Requests:
**A.** In the post on API migration, around what year did the writer first become interested in API migration?
**B.** The post on API migration describes the stage of wrapper designers and engineers. List everything the writer says they now understand at that stage.
**C.** Carry on the post on API migration from its last sentence.

Text passage:
====
3/14/2012

Should I declare defeat on the research topic of API migration?

Of course, I won't, but perhaps I should! Then, I could turn to lower-hanging fruits in research, which I first need to spot, which I can't though because I am a bit obsessed with API migration (and admittedly some other stuff such as megamodeling). Sigh!

It was around 2004 that I became interested in API migration and I have talked about it here and there ever since. Perhaps I am thinking that talking about a difficult problem of interest helps in discovering the solution of the problem, or at least a sensible path to go. Wishful thinking so far!

In theory, the objective of API migration made a lot of sense while I was on the XML team at Microsoft because there are obviously way too many XML APIs. In practice, nothing happened on this front because I didn't understand automated API migration well enough back then. Add to this that API migration is something that is potentially risky for the API provider and the API migrator. So you need to mash up a rocket scientist and top politician to succeed. I am not yet there.

Back in academia, it took until like 2009 that we had a useful and publishable effort on API migration (see the SLE 2009 paper); just a year later another one (see the ICSM 2010 paper). I kept on working with Thiago in 2010-2012, but our efforts on language support for wrapper- and transformation-based migration hit sort of a brick wall. At least, for now, we take some rest. We have submitted another API migration paper, it's about an advanced technique for automated testing in wrapper development. This research is also backed up by additional wrapper studies.

So we haven't failed, by no means, but we are depressingly just at the stage of wrapper designers and engineers: we understand how to design wrappers (using patterns, for example), how to test wrappers (on the grounds of sophisticated test-data generation and contract assertions), what API differences to expect, how to spot them, and how to respond to them. We would like to be at the stage of language-based API migrators.

What am I supposed to do when a research effort hasn't made the progress that I expected years back when I was too naive? Rather than bailing out, I am going to do two things: a) I am going to compile a talk that deeply analyses what I have learned and what I think could/should be done; b) I am going to compile a funding application so that focused research efforts can target the interesting topic of API migration.
====
[Items from a data source]

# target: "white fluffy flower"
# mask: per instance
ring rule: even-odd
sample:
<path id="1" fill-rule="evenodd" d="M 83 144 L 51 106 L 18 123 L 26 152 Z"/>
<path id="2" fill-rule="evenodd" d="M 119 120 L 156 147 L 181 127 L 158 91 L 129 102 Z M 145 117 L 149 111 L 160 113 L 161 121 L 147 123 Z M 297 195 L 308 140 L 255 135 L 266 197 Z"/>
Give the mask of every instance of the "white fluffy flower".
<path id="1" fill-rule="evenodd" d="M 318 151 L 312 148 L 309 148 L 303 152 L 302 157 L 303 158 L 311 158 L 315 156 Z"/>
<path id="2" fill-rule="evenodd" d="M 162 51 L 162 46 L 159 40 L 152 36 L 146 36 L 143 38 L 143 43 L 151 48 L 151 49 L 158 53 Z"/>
====
Replies:
**A.** Around 2004.

**B.**
- How to design wrappers (using patterns, for example)
- How to test wrappers (on the grounds of sophisticated test-data generation and contract assertions)
- What API differences to expect
- How to spot them
- How to respond to them

**C.**
As to the talk, I am looking forward a visit of Suraj C. Kothari at Iowa State University in Ames next week, and here is the plan for this talk. (The trip to Ames is a trip during the trip because I am going to Ames during a trip to Omaha. From a recursion-theoretic point of view, I am obviously interested in carrying out a trip during the trip during the trip. This is certainly a good exercise in trying to understand the difference between left- and right-associativity.)

Regards,
Ralf

Title: API migration is a hard problem!

Slides: [.pdf]

Abstract: API migration refers to software migration in the sense of software reengineering: the objective is to eliminate an application's dependencies on a given API and make it depend instead on another API. Hence, we may speak of original API versus replacement API. In principle, migration can be achieved by a wrapping approach (such that the original API is re-implemented in terms of the replacement API so that the original implementation becomes obsolete and the application itself does not need to be changed) or by a transformation approach (such that the code of the application is rewritten so that the references to the original API are replaced by references to the replacement API). A degenerated case of API migration would be API upgrade or downgrade where the two APIs are essentially versions of each other with an effective relationship between the versions such that the wrapper or the transformation for migration can be derived from a suitably recorded, inferred, or specified relationship. The synthesis of a transformation or a wrapper is considerably more involved when the APIs at hand do not relate in such an "obvious" manner, i.e., when they have been developed more or less independently. The two APIs still serve the same domain (e.g., GUI or XML programming), but they differ in terms of features, protocols, contracts, type hierarchy, and other aspects. In this talk, I provide insight into such differences and explain existing, often primitive (laborious) migration techniques, which are mostly focused on wrapping. I use a number of case studies for empirical substantiation. I conclude with an outlook in terms of the challenges ahead with indications as to the techniques and methods to be used or developed. Program analysis must provide the heavy lifting to make progress on the hard problem of API migration.

Acknowledgement: This is joint work with (in alphabetic order) Thiago Tonelli Bartolomei (University of Waterloo, Canada), Krzysztof Czarnecki (University of Waterloo, Canada), Tijs van der Storm (CWI, Amsterdam, The Netherlands). I also acknowledge joint work within the Software Languages Team on the related subject of API (usage) analysis; special thanks are due to Ekaterina Pek.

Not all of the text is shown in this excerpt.